_What is needed_.
Answer these from the text on Nordstrom Rack:
(a) By what percentage did Rack's sales fall from 2019 in the three-month period ended October 30th?
(b) Which consulting group has the company engaged to evaluate Rack's sales performance and profitability?
(c) Which retailer spun off its online operations from its physical stores earlier in 2021?

_Text excerpt_.
################

It’s no secret that the retail industry has suffered substantial disruption over the past two years. From pandemic closures to congested supply chains to workforce shortages, the industry has struggled to maintain business as usual in the face of numerous ‘once in a lifetime’ challenges. Companies have been forced to close stores and reinvent how they interact with consumers in order to successfully navigate the ‘new normal’ - which is anything but. As brands look to realign their business models to meet the changing environment, Bloomberg reports that one retailer is partnering with a leading consulting group to evaluate its options to spin off its outlet business.
Nordstrom has long been a mainstay of retail shopping, and while sales have risen 3% on a two-year basis, its low-price business Nordstrom Rack has struggled to regain its pre-pandemic performance level, with sales falling 8% from 2019 in a three-month period ended October 30th. In 2021, Rack’s top 50 brands made up 42% of sales, relative to about 50% in 2019. The company must frequently purchase additional inventory and hold reserves to meet times of high demand or tight supplies. The company’s current market cap sits at about $3.2 billion.
In a third-quarter earnings call, Chief Executive Officer Erik Nordstrom commented that Rack lacked sufficient premium brands and offered more lower-priced products than its customers wanted. The company has engaged consulting group AlixPartners to evaluate ways to increase Rack’s sales performance and profitability, with an eye on an eventual spinoff.
The move comes at a time when investors are turning up the pressure on retailers to spin off their rapidly-growing online businesses from the traditional brick-and-mortar stores, with e-commerce retailers tending to fetch higher valuations. Saks Fifth Avenue spun off its online operations from its physical stores earlier in 2021, with executives offering positive feedback and Sacks.com reportedly preparing for an IPO in 2022. Macy’s and Kohl’s have both felt the same pressures from activist investors and are considering similar spinoffs.
While we have often heard about ‘getting back to normal’ after the pandemic, it is becoming increasingly apparent that there may never be a return to the way things used to be. Retailers, like any other businesses, will need to display increased flexibility to meet current and new challenges, and this will provide ample opportunity for innovation and improvement.

################

_Source material_.
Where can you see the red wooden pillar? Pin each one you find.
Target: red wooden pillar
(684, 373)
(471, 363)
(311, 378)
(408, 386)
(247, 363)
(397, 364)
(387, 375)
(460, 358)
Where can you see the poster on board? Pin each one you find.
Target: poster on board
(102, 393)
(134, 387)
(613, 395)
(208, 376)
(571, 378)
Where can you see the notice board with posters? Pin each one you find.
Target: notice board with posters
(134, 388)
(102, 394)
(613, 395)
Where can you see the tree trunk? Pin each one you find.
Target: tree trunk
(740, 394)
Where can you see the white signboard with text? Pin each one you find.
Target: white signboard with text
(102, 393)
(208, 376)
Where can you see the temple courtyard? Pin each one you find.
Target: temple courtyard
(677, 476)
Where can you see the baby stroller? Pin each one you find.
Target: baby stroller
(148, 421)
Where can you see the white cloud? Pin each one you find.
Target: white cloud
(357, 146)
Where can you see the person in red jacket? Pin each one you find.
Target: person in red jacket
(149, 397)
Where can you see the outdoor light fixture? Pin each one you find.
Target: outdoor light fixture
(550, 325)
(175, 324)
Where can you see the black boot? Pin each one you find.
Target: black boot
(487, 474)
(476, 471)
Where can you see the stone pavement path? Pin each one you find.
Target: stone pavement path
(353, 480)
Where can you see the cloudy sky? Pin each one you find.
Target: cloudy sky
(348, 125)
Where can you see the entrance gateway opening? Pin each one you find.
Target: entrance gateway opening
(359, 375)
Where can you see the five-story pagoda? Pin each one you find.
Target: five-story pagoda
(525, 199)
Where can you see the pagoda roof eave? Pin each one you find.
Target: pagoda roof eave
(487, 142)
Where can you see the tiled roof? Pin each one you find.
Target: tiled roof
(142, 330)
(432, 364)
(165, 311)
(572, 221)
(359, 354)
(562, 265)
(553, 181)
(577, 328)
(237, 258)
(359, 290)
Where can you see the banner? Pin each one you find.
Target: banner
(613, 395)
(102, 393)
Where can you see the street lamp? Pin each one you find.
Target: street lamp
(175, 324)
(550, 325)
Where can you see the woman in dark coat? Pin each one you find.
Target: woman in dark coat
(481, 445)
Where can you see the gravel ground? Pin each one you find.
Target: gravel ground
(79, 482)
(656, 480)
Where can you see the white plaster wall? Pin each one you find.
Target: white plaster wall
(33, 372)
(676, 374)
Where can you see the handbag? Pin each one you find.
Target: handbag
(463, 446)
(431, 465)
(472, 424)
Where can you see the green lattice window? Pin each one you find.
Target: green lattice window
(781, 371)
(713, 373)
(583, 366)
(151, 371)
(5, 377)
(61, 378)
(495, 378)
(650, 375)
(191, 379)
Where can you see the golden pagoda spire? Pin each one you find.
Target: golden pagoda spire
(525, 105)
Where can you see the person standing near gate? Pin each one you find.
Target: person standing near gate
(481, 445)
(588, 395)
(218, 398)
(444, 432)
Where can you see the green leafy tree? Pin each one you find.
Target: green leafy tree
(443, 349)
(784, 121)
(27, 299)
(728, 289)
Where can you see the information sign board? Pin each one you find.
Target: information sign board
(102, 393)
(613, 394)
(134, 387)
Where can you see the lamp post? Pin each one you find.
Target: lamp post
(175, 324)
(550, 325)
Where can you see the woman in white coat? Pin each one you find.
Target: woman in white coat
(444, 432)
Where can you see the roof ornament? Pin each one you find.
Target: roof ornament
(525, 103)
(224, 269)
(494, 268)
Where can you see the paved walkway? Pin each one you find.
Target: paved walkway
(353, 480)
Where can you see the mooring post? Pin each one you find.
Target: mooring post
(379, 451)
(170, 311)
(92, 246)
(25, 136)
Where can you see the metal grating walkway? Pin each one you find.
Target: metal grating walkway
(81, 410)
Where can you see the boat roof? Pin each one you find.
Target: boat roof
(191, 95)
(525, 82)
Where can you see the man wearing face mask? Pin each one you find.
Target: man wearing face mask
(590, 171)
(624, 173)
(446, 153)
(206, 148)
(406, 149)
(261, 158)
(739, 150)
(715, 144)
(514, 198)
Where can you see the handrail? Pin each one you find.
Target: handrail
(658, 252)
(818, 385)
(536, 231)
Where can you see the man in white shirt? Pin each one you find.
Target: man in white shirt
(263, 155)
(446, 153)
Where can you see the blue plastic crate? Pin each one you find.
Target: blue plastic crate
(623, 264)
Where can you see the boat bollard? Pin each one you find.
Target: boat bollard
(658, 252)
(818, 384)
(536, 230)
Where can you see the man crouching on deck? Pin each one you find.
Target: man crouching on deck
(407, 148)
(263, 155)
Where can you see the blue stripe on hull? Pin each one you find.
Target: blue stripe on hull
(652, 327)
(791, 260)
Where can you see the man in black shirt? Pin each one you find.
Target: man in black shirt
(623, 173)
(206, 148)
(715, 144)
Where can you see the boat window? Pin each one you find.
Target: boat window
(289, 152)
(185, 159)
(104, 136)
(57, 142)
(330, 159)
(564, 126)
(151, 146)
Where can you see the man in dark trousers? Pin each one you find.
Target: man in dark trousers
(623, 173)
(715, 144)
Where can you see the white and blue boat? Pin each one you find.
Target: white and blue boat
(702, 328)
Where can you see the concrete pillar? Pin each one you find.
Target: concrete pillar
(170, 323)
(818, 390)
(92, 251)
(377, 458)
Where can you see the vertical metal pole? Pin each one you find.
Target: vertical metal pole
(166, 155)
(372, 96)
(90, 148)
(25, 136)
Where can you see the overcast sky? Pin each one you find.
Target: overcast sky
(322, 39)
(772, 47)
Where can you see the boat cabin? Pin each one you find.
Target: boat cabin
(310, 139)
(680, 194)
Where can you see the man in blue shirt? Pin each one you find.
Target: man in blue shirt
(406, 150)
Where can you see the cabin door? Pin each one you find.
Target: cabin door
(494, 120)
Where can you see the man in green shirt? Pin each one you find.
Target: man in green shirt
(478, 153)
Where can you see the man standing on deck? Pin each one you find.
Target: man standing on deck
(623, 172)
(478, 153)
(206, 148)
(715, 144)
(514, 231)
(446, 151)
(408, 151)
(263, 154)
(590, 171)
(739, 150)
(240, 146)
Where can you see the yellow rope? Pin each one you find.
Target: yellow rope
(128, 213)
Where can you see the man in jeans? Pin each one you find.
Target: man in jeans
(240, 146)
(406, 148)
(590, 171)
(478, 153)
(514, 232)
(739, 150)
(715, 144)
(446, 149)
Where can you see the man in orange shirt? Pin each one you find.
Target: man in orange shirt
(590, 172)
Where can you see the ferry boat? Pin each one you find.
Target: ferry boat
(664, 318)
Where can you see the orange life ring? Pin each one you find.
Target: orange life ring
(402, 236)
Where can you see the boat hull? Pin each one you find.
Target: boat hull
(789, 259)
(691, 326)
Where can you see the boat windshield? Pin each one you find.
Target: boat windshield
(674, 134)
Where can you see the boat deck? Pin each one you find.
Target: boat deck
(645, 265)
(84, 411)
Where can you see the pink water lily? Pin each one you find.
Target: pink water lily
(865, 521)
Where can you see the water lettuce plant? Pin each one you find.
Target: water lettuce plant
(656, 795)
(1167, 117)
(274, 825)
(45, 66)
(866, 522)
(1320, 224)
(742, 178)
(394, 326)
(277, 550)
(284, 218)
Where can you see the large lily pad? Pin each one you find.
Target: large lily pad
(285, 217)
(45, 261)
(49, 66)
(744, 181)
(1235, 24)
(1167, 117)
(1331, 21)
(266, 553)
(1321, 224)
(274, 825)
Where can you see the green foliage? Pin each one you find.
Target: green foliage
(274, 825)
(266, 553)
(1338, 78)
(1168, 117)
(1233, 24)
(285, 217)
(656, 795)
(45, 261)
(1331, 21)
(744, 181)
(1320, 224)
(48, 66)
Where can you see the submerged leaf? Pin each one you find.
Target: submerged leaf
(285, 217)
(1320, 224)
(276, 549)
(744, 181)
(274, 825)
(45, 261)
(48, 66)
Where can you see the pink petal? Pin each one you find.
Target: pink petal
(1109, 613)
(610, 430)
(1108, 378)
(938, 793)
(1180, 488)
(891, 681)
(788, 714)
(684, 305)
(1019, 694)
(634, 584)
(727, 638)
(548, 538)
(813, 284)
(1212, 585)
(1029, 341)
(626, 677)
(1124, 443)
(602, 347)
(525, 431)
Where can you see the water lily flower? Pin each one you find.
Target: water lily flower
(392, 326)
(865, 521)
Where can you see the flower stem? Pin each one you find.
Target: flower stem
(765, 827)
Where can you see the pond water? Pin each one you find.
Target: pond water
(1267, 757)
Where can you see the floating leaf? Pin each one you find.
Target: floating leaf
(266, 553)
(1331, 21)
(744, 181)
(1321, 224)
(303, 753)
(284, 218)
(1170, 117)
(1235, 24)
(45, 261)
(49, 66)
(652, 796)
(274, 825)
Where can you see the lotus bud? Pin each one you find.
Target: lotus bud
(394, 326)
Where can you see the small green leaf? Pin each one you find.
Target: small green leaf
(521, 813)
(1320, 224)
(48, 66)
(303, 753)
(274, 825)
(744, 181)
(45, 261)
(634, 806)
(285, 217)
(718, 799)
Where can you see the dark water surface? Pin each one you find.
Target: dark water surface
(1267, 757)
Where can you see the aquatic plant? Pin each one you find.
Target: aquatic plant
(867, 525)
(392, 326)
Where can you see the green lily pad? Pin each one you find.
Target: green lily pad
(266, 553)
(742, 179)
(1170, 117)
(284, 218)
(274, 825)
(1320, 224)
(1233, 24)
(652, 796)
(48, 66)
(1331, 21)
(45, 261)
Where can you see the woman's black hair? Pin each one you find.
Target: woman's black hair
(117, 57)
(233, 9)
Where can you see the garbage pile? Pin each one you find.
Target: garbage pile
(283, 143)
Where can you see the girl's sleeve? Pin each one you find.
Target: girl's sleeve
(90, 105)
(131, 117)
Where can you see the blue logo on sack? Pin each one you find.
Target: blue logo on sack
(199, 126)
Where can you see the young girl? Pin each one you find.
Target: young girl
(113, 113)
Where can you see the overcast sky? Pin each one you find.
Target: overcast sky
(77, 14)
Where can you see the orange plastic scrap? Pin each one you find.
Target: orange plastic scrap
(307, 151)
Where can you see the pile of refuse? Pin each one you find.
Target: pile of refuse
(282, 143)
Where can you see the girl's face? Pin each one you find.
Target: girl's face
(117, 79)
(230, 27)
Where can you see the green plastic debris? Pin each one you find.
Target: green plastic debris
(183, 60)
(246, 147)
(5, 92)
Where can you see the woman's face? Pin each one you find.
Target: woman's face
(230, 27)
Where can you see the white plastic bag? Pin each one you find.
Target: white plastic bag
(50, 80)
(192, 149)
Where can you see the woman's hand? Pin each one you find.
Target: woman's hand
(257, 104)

################

_Response to this task_.
(a) 8%
(b) AlixPartners
(c) Saks Fifth Avenue